#### [FRAGMENTO SELECCIONADO]

+ + + +

PIKAZA, Javier, Diccionario de la Biblia. Historia y Palabra, Verbo Divino, Navarra 2007

Fuente: Diccionario de la Biblia Historia y Palabra

SUMARIO: 1. La figura de Dios Padre en la Biblia: a) Antiguo Testamento; b) Nuevo Testamento. – 2. La Pascua, historia del Padre, del Hijo y del Espí­ritu Santo: a) La Pascua, historia del Padre; b) La Pascua, historia del Hijo; c) La Pascua, historio del Espí­ritu Santo. – 3. Creo en Dios Padre: a) ¿Una paternidad infantil?; b) ¿Por qué Dios Padre y no Dios Madre? – 4. Pautas pastorales: a) Riesgo de la paternidad; b) Pluralidad en la experiencia de la paternidad; c) Paternidad y filiación universal; d) Paternidad y creación; e) Relación con Dios como Padre.

Dios es la gran cuestión para el hombre en general, cristiano o no cristiano. Tanto uno como otro no pueden dejar de hablar de Dios, aunque lo hagan con una finalidad bien diferente: el uno para afirmar; el otro para negar. El hombre, como ser humano que se interroga, no puede dejar de hablar de Dios, aunque sepa que Dios es siempre más de lo que pueda llegar a decir, que siempre es eso y mucho más; incluso que Dios es sobre todo lo que no somos capaces de decir y expresar. Ahora bien, entre humanos hemos de entendernos y sólo podemos hacerlo acudiendo al lenguaje para hablar de las realidades, incluso de las que sabemos poco o casi nada. En este caso hemos de hacerlo siempre con mucha prudencia y cautela, sirviéndonos de palabras fácilmente comprensibles para todos; palabras del lenguaje cotidiano; palabras que tienen tras de sí­ un contenido que todos captamos fácilmente. Eso es lo que hacemos cuando con el término Padre pretendemos acercarnos al misterio insondable de Dios.

+ + + +

#### [DATOS REGISTRADOS]
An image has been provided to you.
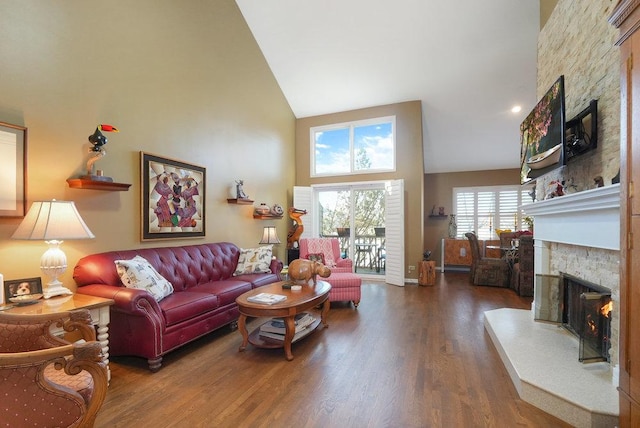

+ + + +

#### [OBJETIVO]
Transcriba sin alteraciones el pasaje del fragmento sobre Dios Padre que comienza en "PIKAZA, Javier, Diccionario" y termina en "Dios como Padre.". Responda basándose únicamente en el fragmento.

#### [SOLUCIÓN PROPUESTA]
PIKAZA, Javier, Diccionario de la Biblia. Historia y Palabra, Verbo Divino, Navarra 2007

Fuente: Diccionario de la Biblia Historia y Palabra

SUMARIO: 1. La figura de Dios Padre en la Biblia: a) Antiguo Testamento; b) Nuevo Testamento. – 2. La Pascua, historia del Padre, del Hijo y del Espí­ritu Santo: a) La Pascua, historia del Padre; b) La Pascua, historia del Hijo; c) La Pascua, historio del Espí­ritu Santo. – 3. Creo en Dios Padre: a) ¿Una paternidad infantil?; b) ¿Por qué Dios Padre y no Dios Madre? – 4. Pautas pastorales: a) Riesgo de la paternidad; b) Pluralidad en la experiencia de la paternidad; c) Paternidad y filiación universal; d) Paternidad y creación; e) Relación con Dios como Padre.